Transcribe word for word each line from the one containing "Two rules. Place a point on every instance of the brown" to the final line of the data, both included. Skip the pictures.

#### [Records supplied]
<<<<

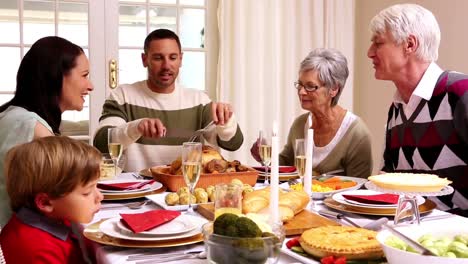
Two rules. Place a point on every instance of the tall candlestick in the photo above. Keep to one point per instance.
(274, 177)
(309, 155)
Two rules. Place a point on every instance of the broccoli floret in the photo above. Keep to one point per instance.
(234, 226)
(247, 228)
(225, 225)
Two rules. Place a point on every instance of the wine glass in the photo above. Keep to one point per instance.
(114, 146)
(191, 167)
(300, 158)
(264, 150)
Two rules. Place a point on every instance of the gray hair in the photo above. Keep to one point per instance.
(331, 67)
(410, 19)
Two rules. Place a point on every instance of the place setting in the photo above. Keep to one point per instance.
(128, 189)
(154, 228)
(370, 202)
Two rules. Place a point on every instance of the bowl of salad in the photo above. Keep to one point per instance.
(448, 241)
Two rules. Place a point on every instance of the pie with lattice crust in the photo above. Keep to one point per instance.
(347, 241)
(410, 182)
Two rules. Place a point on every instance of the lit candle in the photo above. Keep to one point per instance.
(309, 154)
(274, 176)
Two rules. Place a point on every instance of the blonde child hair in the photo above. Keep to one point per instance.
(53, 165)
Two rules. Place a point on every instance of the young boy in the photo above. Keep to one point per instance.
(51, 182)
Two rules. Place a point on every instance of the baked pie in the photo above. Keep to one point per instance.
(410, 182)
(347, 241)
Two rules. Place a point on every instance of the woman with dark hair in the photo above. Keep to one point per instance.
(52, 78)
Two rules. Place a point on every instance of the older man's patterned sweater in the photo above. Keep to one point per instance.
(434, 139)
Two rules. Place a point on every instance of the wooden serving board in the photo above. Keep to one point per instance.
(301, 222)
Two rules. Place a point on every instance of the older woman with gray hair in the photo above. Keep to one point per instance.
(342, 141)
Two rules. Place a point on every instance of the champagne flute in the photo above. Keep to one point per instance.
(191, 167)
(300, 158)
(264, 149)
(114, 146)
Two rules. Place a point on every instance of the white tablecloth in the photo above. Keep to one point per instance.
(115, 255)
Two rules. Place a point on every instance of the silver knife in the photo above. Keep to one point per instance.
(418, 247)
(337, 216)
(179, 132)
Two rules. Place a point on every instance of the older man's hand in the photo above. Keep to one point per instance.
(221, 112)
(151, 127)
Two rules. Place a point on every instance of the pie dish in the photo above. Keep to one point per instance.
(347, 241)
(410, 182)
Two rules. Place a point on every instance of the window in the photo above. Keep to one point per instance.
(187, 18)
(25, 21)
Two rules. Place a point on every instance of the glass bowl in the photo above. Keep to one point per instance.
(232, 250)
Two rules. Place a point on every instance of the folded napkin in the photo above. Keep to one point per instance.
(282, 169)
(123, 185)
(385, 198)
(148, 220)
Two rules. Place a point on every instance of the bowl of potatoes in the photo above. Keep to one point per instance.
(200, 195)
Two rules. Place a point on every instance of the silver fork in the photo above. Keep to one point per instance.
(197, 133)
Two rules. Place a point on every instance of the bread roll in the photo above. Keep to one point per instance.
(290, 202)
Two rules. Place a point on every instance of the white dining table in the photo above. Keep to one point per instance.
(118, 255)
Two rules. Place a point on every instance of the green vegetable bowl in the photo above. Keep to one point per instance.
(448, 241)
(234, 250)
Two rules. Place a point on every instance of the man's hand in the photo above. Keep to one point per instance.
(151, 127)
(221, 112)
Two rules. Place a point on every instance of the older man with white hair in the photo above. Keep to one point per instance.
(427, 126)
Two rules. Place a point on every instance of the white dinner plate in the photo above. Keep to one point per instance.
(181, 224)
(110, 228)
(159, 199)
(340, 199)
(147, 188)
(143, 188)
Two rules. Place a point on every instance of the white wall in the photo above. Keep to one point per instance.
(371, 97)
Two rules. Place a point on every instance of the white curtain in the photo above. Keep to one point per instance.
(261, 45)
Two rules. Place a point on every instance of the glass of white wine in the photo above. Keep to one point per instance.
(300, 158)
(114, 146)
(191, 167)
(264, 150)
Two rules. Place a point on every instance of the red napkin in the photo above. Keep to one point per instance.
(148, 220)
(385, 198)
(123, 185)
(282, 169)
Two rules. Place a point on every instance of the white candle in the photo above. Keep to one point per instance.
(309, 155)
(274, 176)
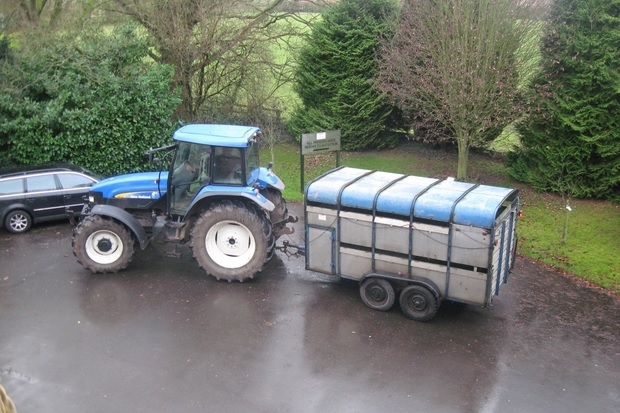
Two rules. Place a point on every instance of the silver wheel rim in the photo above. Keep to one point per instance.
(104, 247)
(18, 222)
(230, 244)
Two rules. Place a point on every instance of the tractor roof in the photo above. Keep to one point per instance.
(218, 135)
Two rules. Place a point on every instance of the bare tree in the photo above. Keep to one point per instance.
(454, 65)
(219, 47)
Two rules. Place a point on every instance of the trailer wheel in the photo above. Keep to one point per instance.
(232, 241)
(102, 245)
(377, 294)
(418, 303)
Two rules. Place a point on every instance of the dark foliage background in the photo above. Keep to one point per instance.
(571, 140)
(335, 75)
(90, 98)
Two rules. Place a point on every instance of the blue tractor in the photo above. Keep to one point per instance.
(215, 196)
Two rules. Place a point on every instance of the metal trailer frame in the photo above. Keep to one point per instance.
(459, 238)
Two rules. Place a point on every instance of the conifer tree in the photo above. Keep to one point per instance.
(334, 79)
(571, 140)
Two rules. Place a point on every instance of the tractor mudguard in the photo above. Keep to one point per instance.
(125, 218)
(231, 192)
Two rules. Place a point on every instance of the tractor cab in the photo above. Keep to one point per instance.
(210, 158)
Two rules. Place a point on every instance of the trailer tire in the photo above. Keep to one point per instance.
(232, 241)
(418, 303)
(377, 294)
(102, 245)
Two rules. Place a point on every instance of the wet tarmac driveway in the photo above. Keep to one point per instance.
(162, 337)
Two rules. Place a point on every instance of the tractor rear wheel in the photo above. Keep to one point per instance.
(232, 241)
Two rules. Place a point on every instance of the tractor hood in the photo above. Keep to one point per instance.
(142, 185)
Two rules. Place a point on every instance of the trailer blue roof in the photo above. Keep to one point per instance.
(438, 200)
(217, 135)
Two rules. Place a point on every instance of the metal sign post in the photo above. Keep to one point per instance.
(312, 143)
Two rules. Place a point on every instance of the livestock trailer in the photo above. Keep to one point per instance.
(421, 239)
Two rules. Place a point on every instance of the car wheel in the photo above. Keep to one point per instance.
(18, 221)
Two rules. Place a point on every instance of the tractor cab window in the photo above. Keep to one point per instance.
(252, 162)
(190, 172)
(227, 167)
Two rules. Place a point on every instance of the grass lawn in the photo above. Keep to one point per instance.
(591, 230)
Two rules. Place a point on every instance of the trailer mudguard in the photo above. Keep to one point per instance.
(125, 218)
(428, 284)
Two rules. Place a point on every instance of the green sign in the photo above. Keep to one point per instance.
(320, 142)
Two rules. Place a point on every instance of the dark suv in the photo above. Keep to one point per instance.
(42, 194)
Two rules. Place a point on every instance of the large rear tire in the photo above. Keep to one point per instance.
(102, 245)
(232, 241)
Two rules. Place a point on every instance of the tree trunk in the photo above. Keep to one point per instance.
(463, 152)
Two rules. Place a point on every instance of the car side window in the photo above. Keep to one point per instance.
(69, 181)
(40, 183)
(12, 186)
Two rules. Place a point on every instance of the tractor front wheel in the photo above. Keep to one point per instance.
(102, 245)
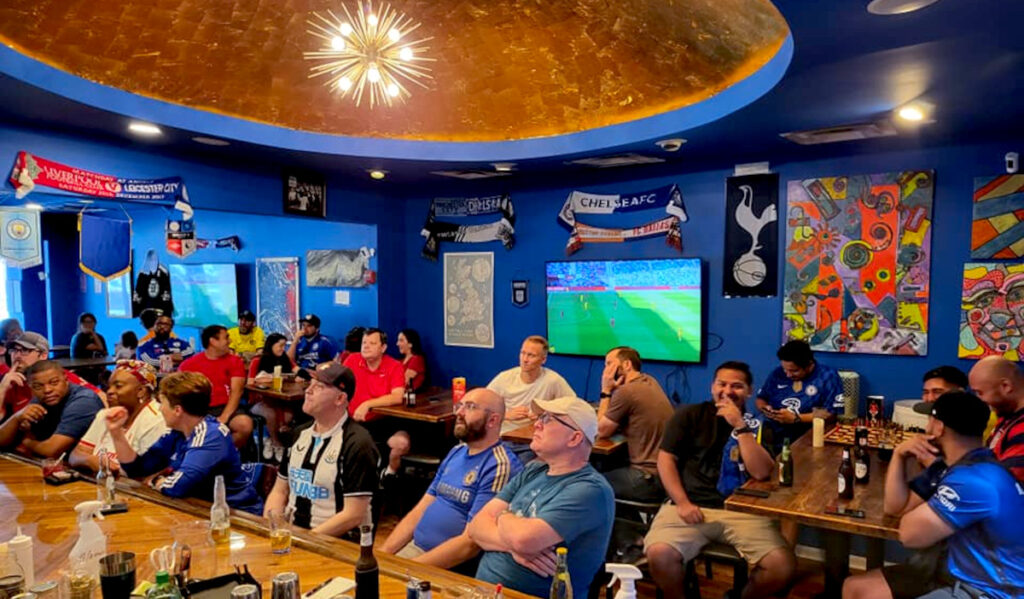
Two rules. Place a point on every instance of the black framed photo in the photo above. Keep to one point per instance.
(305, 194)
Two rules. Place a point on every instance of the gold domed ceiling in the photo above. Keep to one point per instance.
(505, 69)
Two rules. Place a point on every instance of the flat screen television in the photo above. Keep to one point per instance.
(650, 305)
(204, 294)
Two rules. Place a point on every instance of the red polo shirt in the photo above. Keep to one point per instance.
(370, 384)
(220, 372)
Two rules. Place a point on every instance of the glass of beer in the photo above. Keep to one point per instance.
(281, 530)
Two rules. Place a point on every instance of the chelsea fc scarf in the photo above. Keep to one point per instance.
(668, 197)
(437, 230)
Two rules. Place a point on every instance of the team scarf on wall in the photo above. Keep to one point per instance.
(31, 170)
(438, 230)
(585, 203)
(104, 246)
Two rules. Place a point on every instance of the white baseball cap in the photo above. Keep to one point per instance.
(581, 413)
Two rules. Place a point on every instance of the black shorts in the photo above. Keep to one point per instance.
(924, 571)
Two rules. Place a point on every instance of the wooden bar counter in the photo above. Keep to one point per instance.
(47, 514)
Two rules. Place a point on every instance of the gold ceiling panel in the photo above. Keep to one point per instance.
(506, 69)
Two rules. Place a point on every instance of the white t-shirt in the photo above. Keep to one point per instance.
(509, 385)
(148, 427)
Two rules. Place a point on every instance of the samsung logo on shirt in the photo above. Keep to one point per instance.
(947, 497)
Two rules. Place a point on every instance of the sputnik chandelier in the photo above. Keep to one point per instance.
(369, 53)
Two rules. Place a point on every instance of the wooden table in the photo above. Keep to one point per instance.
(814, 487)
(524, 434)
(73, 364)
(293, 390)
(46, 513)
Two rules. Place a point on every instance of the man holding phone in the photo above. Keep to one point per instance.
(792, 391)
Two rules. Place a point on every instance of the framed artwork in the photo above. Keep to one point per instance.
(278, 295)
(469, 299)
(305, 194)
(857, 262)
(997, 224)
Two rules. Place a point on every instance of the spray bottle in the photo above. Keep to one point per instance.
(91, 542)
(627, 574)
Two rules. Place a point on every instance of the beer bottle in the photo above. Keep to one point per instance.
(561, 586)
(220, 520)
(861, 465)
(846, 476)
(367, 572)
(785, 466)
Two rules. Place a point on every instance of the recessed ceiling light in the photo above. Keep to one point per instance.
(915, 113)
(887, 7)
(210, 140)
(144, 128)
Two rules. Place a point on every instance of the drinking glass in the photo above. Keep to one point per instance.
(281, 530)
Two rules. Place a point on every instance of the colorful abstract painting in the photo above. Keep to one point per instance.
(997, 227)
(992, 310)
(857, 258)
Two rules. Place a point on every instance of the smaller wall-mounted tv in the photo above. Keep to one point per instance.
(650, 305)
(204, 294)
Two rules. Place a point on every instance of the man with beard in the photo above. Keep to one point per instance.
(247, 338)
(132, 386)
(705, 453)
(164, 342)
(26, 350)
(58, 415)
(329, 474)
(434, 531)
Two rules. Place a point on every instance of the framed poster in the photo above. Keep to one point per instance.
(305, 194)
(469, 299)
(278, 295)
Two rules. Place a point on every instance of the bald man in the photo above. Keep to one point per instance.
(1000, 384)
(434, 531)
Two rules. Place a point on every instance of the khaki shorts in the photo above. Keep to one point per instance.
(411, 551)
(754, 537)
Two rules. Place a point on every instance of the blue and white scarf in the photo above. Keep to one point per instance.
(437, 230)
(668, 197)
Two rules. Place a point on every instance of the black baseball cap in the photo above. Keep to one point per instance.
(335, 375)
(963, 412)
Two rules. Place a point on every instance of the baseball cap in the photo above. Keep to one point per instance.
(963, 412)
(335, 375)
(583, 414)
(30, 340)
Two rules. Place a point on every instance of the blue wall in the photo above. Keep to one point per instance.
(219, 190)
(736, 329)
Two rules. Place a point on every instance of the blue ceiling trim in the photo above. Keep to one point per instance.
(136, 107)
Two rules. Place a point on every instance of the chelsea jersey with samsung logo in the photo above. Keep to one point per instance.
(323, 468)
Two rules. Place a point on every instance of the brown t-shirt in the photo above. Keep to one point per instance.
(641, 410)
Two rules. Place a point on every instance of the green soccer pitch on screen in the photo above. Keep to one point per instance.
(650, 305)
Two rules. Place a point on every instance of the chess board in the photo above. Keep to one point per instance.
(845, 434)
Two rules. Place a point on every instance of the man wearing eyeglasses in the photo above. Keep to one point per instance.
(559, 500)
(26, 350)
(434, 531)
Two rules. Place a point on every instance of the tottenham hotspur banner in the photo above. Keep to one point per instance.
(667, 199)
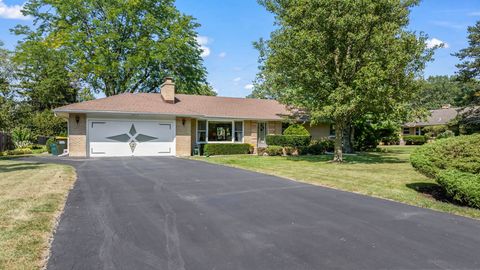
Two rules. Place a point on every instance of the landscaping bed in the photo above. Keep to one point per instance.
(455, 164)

>>>>

#### [Written reply]
Two rules. Place a point on every instance of the brown t-shirt in the photo above. Keep to one point per instance.
(641, 410)
Two rules. Place a point on every instance of the green soccer pitch on screen in the photo above. Keep to one point per instance.
(650, 305)
Two rules. Place a point on every instance of the chess board in the photo above. Keep to one point per instance.
(845, 434)
Two rules. Place a point on every instance of the man wearing eyeglasses in the photo above. Keep to one point per instance.
(559, 500)
(26, 350)
(434, 531)
Two rules. Place a point on every instance of the tottenham hotspur banner in the photo above. Keep to one point per instance.
(667, 199)
Two rules. Place a point on every instance of the landscaping bed in the photo above. Keep to one point per instance.
(455, 164)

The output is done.